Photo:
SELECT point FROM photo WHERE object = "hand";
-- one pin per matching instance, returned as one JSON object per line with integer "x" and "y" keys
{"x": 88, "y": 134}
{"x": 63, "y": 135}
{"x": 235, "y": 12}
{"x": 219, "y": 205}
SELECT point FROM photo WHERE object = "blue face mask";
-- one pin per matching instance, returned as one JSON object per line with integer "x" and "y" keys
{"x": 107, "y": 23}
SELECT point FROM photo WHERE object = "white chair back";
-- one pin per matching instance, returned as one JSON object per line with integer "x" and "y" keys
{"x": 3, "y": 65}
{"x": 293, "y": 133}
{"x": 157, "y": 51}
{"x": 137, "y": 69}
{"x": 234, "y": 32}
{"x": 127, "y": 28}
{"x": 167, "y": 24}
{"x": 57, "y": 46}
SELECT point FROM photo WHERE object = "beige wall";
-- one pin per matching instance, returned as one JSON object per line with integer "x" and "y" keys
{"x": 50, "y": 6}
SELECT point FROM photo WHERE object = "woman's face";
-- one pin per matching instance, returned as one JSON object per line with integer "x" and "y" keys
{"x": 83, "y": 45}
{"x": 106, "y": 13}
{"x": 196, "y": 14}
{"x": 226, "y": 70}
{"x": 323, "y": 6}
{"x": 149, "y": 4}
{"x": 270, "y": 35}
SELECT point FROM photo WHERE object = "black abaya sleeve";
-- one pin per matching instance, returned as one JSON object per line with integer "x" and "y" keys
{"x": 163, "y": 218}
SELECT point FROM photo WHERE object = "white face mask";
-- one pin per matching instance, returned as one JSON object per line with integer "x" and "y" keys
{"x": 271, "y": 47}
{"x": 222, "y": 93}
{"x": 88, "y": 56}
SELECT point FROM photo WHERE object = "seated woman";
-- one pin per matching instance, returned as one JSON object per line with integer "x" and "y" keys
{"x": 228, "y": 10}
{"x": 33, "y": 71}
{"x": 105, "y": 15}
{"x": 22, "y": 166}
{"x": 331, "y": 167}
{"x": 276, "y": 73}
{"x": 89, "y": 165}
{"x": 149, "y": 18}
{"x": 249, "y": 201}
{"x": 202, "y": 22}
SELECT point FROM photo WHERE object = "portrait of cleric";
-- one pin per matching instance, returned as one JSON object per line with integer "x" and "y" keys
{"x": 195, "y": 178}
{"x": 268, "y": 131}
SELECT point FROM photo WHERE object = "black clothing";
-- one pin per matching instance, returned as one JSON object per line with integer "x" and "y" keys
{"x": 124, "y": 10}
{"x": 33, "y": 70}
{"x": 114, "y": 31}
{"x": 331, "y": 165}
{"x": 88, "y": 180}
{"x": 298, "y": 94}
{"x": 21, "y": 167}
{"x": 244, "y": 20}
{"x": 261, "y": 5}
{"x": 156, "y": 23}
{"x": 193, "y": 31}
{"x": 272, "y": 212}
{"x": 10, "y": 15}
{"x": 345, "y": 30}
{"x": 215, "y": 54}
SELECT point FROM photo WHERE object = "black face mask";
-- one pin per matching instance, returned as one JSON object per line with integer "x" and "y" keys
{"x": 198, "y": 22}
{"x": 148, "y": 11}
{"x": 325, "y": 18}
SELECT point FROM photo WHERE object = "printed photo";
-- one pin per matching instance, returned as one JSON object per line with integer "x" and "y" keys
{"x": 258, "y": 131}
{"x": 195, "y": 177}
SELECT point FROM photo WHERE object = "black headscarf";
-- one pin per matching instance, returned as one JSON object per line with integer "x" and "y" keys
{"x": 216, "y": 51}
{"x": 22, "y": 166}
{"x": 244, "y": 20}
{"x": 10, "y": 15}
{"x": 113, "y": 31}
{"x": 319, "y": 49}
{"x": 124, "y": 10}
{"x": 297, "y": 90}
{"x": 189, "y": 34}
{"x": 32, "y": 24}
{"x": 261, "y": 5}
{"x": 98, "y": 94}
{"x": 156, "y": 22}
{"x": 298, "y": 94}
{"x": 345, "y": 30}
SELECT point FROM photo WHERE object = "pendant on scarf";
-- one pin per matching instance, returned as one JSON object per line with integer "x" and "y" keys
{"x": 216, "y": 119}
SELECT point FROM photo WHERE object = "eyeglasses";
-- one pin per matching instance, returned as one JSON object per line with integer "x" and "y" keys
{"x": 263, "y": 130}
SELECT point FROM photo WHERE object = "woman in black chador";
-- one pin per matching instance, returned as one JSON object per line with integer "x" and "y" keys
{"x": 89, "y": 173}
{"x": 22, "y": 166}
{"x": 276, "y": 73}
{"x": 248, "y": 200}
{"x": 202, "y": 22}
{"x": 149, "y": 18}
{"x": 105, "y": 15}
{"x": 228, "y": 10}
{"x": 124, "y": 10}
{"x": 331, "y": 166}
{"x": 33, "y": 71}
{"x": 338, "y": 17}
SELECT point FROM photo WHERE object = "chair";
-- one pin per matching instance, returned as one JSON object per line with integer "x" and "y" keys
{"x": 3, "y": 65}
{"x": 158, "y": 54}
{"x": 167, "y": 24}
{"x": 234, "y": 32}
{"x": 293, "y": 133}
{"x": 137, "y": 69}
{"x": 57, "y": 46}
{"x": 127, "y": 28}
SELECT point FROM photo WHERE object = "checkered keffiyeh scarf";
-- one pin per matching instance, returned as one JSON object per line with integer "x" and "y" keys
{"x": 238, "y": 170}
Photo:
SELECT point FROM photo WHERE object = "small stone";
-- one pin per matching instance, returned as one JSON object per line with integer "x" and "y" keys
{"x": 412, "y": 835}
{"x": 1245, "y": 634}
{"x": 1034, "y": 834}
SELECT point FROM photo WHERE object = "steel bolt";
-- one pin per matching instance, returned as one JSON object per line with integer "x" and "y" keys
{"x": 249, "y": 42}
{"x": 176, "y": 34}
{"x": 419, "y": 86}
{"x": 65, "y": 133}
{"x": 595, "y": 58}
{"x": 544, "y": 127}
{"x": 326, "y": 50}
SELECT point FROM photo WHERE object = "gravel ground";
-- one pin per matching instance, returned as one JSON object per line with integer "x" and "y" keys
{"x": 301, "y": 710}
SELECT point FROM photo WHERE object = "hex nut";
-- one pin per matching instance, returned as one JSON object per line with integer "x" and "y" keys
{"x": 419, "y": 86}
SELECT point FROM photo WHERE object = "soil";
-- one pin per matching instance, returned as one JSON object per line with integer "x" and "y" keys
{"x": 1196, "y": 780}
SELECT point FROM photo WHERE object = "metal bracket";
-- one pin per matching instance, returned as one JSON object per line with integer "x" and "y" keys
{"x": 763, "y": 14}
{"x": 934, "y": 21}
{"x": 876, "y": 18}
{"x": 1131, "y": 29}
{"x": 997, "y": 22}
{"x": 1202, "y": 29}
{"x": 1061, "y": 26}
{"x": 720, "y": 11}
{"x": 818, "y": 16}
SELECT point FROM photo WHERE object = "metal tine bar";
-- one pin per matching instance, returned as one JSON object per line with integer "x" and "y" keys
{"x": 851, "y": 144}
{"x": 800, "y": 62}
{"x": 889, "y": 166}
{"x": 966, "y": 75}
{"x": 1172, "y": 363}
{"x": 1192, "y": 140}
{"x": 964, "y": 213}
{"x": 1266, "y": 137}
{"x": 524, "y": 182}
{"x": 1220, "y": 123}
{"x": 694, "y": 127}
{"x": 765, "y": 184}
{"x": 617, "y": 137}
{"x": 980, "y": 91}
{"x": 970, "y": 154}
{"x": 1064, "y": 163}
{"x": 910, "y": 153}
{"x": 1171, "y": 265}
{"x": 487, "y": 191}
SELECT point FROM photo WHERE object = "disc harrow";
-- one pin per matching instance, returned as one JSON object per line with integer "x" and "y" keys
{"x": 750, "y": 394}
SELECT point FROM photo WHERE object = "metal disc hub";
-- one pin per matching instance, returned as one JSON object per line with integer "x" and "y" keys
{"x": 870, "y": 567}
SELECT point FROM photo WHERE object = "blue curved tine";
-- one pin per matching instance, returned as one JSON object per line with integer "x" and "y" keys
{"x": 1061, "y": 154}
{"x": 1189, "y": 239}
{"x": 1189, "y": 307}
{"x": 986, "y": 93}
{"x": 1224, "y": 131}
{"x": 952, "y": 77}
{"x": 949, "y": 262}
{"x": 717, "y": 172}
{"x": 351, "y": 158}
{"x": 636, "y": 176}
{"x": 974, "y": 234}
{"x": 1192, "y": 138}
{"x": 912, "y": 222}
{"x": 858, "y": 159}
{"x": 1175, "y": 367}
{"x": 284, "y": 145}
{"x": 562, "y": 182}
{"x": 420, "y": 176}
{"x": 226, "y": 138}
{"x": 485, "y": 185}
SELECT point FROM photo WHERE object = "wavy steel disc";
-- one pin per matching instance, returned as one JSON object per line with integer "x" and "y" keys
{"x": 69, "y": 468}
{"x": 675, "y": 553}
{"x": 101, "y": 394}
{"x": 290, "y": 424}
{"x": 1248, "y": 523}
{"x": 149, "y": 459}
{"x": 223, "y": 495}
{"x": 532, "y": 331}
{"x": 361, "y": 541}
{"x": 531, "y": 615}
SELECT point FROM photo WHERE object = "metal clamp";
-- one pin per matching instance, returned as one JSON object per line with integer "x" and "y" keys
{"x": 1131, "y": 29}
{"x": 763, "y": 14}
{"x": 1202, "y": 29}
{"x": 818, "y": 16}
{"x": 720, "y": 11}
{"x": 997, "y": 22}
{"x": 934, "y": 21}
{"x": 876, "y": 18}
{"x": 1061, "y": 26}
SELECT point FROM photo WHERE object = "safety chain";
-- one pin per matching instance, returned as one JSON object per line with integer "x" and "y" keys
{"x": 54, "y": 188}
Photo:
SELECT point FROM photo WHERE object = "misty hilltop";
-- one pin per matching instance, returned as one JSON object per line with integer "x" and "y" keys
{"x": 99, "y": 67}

⁂

[Exercise details]: Please show every line of the records that contains the word "metal".

[Solution for this task]:
SELECT point FROM photo WHERE object = "metal bracket";
SELECT point FROM photo WHERE object = "metal tine bar";
SELECT point FROM photo WHERE object = "metal disc hub";
SELECT point FROM photo WHERE object = "metal clamp";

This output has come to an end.